19 mars 2016

Le Coin de la Conjoncture du 19 mars 2016

Toute chose étant égale par ailleurs, la croissance mondiale est sous contraintes

Ces quinze dernières années, la Chine et plus globalement les pays émergents ont porté la croissance de l’économie mondiale. Le ralentissement de la Chine, la récession au Brésil et en Russie ne peuvent que peser sur l’activité. La croissance mondiale éprouve désormais les pires difficultés à franchir la barre des 3 %.

Plusieurs facteurs structurels jouent en défaveur d’une progression de la croissance.

La tertiarisation croissante de l’économie constitue indéniablement un frein. Les services génèrent moins de gains de productivité que l’industrie. Le développement des services, au sein des pays émergents et en premier lieu en Chine, nécessite la mise en place d’infrastructures  (réseaux de distribution). Par ailleurs, les augmentations des coûts provoquées par l’augmentation des salaires et de la couverture sociale ont amoindri la compétitivité de la Chine.

Cette érosion de la croissance est également imputable au vieillissement de la population mondiale. La planète comptera, en 2030, un milliard de personnes de plus de 65 ans contre 500 millions aujourd’hui. Il est communément admis que le vieillissement de la population est synonyme de moindre gains de productivité et de moindres prises de risque

Nous assistons à une déformation du partage des revenus au niveau mondial au détriment des salariés, un phénomène générateur d’une perte de croissance de la consommation.

**INFORMATIONS AFFICHÉES:**
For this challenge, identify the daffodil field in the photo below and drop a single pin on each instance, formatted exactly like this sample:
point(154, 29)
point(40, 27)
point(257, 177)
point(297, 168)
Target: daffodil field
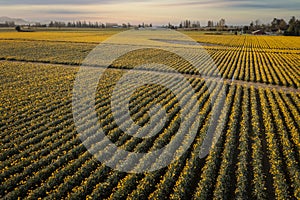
point(256, 157)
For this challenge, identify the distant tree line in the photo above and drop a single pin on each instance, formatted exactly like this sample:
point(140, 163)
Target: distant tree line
point(293, 27)
point(8, 24)
point(85, 24)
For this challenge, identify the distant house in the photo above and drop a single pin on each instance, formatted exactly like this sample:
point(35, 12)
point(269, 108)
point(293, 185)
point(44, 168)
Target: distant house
point(259, 32)
point(112, 25)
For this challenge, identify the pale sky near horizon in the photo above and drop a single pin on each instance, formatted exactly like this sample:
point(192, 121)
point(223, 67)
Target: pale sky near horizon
point(151, 11)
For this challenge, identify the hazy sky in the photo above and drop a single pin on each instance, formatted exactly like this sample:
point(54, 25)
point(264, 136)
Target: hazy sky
point(151, 11)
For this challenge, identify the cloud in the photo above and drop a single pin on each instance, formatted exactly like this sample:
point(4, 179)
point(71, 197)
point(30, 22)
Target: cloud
point(238, 4)
point(63, 2)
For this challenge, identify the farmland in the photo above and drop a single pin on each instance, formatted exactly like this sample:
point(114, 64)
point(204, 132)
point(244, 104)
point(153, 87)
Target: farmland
point(256, 156)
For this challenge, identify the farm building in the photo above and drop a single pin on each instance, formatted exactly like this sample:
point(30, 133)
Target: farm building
point(259, 32)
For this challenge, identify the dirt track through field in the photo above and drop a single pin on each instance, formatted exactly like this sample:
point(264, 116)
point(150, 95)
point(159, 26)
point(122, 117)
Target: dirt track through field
point(256, 85)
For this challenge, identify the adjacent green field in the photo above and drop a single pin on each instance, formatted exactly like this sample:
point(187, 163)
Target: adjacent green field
point(256, 157)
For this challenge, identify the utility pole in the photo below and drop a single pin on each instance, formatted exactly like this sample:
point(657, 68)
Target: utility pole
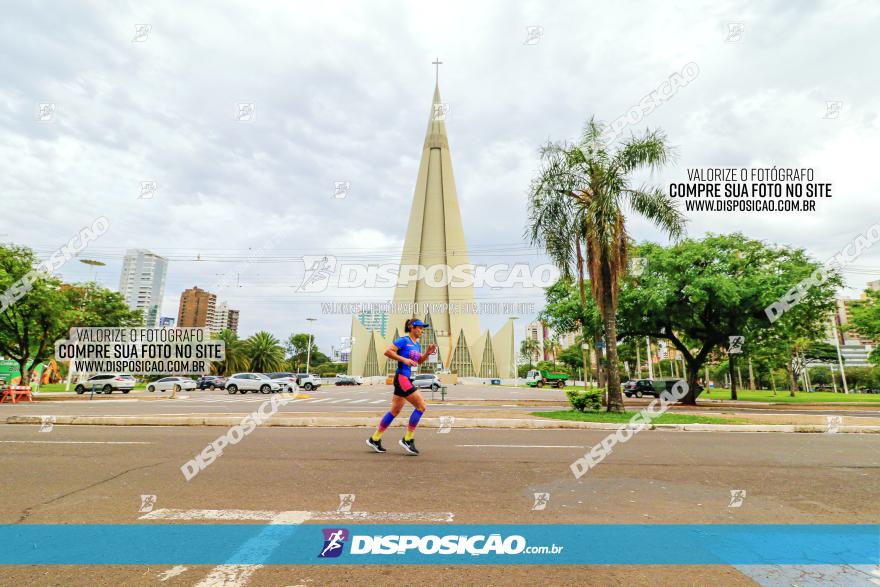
point(309, 349)
point(839, 356)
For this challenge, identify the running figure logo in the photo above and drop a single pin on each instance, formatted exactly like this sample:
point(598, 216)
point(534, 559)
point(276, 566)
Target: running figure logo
point(317, 273)
point(334, 540)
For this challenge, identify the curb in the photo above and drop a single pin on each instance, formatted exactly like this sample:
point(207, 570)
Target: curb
point(496, 423)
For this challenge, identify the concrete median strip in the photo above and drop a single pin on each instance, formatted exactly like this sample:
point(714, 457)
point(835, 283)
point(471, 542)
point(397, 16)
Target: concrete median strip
point(369, 422)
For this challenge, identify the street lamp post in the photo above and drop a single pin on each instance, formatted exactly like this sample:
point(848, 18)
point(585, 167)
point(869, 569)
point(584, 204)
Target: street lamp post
point(309, 348)
point(513, 358)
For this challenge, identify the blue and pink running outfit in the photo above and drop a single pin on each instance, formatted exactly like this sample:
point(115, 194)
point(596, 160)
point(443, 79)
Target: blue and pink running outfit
point(408, 349)
point(403, 387)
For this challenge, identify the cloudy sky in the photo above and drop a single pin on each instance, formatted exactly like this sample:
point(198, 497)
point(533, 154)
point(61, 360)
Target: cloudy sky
point(342, 91)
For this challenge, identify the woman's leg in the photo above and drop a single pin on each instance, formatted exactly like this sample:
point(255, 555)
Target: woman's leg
point(397, 403)
point(421, 407)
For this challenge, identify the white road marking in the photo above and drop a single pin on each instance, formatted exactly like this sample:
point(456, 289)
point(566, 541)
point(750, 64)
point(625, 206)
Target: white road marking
point(172, 572)
point(267, 515)
point(71, 442)
point(522, 445)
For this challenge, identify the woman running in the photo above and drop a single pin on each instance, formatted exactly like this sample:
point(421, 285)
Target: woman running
point(406, 351)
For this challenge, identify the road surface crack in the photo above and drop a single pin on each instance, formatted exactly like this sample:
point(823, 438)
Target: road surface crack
point(26, 513)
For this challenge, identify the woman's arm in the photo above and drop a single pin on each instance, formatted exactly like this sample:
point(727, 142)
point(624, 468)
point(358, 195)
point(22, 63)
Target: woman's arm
point(391, 353)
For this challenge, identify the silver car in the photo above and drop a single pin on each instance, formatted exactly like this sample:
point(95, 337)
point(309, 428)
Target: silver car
point(171, 384)
point(253, 382)
point(427, 380)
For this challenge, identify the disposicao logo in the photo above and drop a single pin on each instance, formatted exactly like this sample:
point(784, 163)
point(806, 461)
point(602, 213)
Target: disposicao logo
point(334, 540)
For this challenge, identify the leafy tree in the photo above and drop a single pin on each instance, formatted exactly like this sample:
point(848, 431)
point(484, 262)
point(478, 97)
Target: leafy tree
point(565, 311)
point(698, 293)
point(527, 349)
point(264, 352)
point(866, 320)
point(236, 358)
point(576, 213)
point(48, 310)
point(298, 350)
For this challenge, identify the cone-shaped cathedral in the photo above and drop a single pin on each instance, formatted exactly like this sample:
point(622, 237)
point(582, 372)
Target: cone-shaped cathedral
point(434, 280)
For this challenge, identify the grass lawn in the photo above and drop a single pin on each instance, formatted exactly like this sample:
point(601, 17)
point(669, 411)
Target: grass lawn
point(783, 397)
point(667, 418)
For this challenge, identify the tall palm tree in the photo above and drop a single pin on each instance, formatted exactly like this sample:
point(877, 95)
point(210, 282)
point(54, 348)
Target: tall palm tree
point(235, 360)
point(576, 213)
point(528, 347)
point(264, 352)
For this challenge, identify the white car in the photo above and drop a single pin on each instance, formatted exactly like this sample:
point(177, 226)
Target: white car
point(171, 384)
point(427, 380)
point(308, 381)
point(253, 382)
point(342, 379)
point(106, 383)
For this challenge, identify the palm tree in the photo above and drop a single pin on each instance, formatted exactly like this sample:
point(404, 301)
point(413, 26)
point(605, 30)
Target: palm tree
point(264, 352)
point(576, 213)
point(527, 348)
point(235, 360)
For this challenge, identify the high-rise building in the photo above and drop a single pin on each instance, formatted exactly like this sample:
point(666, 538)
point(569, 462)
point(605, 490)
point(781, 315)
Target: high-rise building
point(435, 236)
point(221, 317)
point(232, 321)
point(196, 308)
point(142, 283)
point(377, 321)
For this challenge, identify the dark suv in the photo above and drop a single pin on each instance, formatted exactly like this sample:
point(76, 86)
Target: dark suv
point(211, 382)
point(640, 387)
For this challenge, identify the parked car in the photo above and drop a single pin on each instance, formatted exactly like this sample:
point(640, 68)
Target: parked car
point(349, 380)
point(536, 378)
point(427, 380)
point(308, 381)
point(640, 387)
point(171, 384)
point(253, 382)
point(107, 383)
point(211, 382)
point(286, 379)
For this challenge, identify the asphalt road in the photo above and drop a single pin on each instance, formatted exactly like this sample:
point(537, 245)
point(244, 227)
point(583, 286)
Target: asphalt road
point(85, 474)
point(366, 399)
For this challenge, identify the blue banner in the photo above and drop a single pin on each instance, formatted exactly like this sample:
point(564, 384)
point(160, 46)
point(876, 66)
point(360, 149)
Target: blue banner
point(292, 544)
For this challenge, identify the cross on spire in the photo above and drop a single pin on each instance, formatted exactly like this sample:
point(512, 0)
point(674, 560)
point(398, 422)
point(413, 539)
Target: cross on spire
point(437, 63)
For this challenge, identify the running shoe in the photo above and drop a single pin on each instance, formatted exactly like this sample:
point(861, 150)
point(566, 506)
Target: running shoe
point(409, 446)
point(376, 445)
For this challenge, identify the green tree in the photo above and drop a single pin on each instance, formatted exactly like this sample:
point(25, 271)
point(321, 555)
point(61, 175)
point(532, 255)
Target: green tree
point(576, 213)
point(30, 325)
point(236, 358)
point(565, 311)
point(698, 293)
point(866, 320)
point(527, 349)
point(264, 352)
point(298, 350)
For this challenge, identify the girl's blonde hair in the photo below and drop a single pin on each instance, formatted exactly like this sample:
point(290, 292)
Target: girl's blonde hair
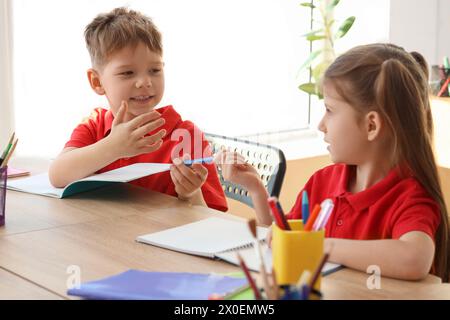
point(387, 79)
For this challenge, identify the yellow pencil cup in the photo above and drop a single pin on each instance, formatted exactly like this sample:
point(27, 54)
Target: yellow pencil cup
point(295, 251)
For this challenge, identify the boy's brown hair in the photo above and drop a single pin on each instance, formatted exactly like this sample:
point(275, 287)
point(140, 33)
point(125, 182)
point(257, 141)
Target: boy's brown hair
point(112, 31)
point(386, 78)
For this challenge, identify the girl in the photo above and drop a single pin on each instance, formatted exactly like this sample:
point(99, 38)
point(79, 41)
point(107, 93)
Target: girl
point(389, 208)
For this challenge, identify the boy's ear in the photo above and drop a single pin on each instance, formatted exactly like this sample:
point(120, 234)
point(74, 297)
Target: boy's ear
point(373, 125)
point(94, 81)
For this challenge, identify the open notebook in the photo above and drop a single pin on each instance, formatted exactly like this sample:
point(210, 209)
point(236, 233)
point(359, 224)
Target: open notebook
point(217, 238)
point(40, 184)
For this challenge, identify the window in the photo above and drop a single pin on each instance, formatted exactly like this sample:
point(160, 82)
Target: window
point(230, 65)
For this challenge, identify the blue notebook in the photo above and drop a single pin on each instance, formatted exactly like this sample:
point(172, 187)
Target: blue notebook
point(143, 285)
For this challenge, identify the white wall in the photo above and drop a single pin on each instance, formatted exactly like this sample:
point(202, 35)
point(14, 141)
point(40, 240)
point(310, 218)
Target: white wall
point(421, 25)
point(443, 32)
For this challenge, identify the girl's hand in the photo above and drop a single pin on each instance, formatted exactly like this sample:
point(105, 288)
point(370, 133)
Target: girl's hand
point(188, 180)
point(235, 169)
point(127, 139)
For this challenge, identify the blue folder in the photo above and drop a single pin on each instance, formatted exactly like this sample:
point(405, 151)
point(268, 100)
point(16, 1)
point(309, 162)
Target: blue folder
point(142, 285)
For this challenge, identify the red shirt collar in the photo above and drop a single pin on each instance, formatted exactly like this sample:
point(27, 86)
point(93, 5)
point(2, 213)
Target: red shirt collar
point(364, 199)
point(168, 113)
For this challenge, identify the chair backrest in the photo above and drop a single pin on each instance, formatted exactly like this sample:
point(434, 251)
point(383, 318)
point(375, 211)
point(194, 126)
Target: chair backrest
point(267, 160)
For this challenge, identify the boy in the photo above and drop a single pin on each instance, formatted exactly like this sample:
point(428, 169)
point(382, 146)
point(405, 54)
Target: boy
point(127, 67)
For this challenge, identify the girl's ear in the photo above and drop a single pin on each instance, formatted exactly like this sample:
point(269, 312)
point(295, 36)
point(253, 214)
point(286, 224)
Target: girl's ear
point(373, 125)
point(94, 81)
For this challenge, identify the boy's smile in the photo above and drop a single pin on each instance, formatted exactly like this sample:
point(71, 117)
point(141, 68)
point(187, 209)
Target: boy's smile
point(134, 74)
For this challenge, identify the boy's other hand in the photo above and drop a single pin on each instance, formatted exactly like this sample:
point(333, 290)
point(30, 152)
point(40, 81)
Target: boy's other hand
point(187, 180)
point(237, 170)
point(128, 138)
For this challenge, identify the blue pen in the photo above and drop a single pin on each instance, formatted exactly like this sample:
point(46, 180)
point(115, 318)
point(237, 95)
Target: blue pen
point(200, 160)
point(305, 207)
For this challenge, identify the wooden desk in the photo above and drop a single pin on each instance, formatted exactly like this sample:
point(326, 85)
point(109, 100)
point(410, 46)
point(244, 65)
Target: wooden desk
point(96, 232)
point(16, 288)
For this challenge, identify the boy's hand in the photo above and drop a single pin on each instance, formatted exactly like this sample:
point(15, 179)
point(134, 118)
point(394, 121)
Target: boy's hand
point(128, 138)
point(235, 169)
point(188, 180)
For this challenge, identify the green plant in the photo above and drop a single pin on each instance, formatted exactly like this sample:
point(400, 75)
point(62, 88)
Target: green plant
point(323, 34)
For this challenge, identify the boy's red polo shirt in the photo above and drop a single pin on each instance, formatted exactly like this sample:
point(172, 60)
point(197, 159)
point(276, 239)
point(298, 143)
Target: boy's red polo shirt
point(387, 210)
point(98, 126)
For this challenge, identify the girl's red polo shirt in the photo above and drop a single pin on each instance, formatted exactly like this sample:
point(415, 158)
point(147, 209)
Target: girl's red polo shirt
point(98, 126)
point(387, 210)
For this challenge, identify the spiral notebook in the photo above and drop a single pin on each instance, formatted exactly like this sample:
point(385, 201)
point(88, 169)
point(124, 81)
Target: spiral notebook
point(209, 237)
point(218, 238)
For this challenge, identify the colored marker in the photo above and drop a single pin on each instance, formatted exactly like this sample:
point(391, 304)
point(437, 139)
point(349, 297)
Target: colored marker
point(305, 207)
point(200, 160)
point(446, 63)
point(312, 219)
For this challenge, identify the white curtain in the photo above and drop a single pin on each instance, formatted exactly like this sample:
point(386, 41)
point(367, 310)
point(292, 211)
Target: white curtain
point(6, 104)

**TÂCHES DEMANDÉES:**
(a) Recopiez le passage du texte sur la croissance mondiale qui va de « La tertiarisation croissante » à « de la Chine. », en remplaçant « industrie » par « agriculture ».
(b) Citez tous les pays nommés dans le texte sur la croissance mondiale.
(c) Selon le texte sur la croissance mondiale, combien de personnes de plus de 65 ans la planète comptera-t-elle en 2030 ?

**RÉPONSES PAR TÂCHE:**
(a)
La tertiarisation croissante de l’économie constitue indéniablement un frein. Les services génèrent moins de gains de productivité que l’agriculture. Le développement des services, au sein des pays émergents et en premier lieu en Chine, nécessite la mise en place d’infrastructures  (réseaux de distribution). Par ailleurs, les augmentations des coûts provoquées par l’augmentation des salaires et de la couverture sociale ont amoindri la compétitivité de la Chine.

(b) Chine, Brésil, Russie

(c) Un milliard.